**提示された課題**
以下の各行を、空行を除き、「番号」と「行」の2列からなるMarkdownの表で表すこと。

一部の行
◆ ◆ ◆ ◆ ◆ ◆ ◆
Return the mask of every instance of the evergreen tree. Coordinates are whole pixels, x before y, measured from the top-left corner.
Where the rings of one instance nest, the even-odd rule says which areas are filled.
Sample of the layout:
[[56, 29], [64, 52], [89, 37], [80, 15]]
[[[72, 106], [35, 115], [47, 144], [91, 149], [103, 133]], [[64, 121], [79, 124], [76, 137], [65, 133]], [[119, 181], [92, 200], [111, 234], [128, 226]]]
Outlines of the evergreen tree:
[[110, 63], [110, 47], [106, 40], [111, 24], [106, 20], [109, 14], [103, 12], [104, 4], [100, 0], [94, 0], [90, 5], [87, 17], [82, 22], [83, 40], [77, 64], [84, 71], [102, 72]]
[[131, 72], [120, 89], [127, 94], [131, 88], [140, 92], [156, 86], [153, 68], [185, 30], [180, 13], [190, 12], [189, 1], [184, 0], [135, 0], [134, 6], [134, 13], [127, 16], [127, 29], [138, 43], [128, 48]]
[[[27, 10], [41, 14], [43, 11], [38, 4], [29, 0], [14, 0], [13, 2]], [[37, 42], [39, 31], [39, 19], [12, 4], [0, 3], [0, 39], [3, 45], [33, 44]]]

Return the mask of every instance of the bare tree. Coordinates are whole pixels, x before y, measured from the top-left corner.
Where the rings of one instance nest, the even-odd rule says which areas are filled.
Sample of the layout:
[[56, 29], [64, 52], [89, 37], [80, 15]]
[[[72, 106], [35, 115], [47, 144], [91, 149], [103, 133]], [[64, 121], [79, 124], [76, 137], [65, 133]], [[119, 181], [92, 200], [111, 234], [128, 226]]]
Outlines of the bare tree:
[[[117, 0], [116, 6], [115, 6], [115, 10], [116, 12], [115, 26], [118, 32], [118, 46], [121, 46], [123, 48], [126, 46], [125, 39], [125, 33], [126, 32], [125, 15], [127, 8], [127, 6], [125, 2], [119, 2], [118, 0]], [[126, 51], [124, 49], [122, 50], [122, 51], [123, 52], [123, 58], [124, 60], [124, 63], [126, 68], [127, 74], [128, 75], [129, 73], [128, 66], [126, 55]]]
◆ ◆ ◆ ◆ ◆ ◆ ◆
**演習の解答**
| 番号 | 行 |
|---|---|
| 1 | Return the mask of every instance of the evergreen tree. Coordinates are whole pixels, x before y, measured from the top-left corner. |
| 2 | Where the rings of one instance nest, the even-odd rule says which areas are filled. |
| 3 | Sample of the layout: |
| 4 | [[56, 29], [64, 52], [89, 37], [80, 15]] |
| 5 | [[[72, 106], [35, 115], [47, 144], [91, 149], [103, 133]], [[64, 121], [79, 124], [76, 137], [65, 133]], [[119, 181], [92, 200], [111, 234], [128, 226]]] |
| 6 | Outlines of the evergreen tree: |
| 7 | [[110, 63], [110, 47], [106, 40], [111, 24], [106, 20], [109, 14], [103, 12], [104, 4], [100, 0], [94, 0], [90, 5], [87, 17], [82, 22], [83, 40], [77, 64], [84, 71], [102, 72]] |
| 8 | [[131, 72], [120, 89], [127, 94], [131, 88], [140, 92], [156, 86], [153, 68], [185, 30], [180, 13], [190, 12], [189, 1], [184, 0], [135, 0], [134, 6], [134, 13], [127, 16], [127, 29], [138, 43], [128, 48]] |
| 9 | [[[27, 10], [41, 14], [43, 11], [38, 4], [29, 0], [14, 0], [13, 2]], [[37, 42], [39, 31], [39, 19], [12, 4], [0, 3], [0, 39], [3, 45], [33, 44]]] |
| 10 | Return the mask of every instance of the bare tree. Coordinates are whole pixels, x before y, measured from the top-left corner. |
| 11 | Where the rings of one instance nest, the even-odd rule says which areas are filled. |
| 12 | Sample of the layout: |
| 13 | [[56, 29], [64, 52], [89, 37], [80, 15]] |
| 14 | [[[72, 106], [35, 115], [47, 144], [91, 149], [103, 133]], [[64, 121], [79, 124], [76, 137], [65, 133]], [[119, 181], [92, 200], [111, 234], [128, 226]]] |
| 15 | Outlines of the bare tree: |
| 16 | [[[117, 0], [116, 6], [115, 6], [115, 10], [116, 12], [115, 26], [118, 32], [118, 46], [121, 46], [123, 48], [126, 46], [125, 39], [125, 33], [126, 32], [125, 15], [127, 8], [127, 6], [125, 2], [119, 2], [118, 0]], [[126, 51], [124, 49], [122, 50], [122, 51], [123, 52], [123, 58], [124, 60], [124, 63], [126, 68], [127, 74], [128, 75], [129, 73], [128, 66], [126, 55]]] |